Render as a numbered list, omitting any blank lines, only the lines of the listing from the line containing "For every instance of the metal" through the end of the listing, inclusive.

------ Data for this task ------

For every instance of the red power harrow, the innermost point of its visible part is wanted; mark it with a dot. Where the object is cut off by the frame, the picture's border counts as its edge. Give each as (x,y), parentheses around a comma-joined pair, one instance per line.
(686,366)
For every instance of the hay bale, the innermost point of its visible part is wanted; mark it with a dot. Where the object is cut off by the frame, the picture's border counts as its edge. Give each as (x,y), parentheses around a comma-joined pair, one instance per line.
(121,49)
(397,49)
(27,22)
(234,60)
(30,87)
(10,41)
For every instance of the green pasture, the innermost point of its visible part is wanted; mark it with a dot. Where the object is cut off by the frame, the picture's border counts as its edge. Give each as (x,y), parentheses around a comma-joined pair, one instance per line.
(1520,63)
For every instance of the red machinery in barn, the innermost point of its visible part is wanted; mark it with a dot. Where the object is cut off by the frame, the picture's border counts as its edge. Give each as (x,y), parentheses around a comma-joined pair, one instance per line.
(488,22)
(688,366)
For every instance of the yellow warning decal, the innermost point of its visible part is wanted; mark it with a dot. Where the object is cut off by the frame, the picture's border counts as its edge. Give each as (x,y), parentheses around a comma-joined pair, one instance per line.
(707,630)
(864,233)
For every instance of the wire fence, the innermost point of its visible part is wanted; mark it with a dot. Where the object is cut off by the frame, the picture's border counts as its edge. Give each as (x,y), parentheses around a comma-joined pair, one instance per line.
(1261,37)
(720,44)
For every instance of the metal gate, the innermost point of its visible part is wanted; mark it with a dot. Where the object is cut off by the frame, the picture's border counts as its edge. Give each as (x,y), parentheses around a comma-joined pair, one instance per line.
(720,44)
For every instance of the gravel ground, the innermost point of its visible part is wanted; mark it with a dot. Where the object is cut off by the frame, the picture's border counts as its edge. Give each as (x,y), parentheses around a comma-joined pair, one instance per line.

------

● Complete response
1. For every instance of the metal gate, the innermost point of its visible part is wanted; mark it with a dot. Where the object is cut off by the frame, the picture's border counts as its edge. Give each as (x,y), parentheses around a comma-joined pair, one instance per line.
2. (720,44)
3. For every instance of the gravel ground, the innermost point of its visible part is wanted; mark it with a dot. Where the object is cut off by the frame, the picture's border counts as its edge. Give each as (x,y), parentheses around a comma-joined pair, one instance per line.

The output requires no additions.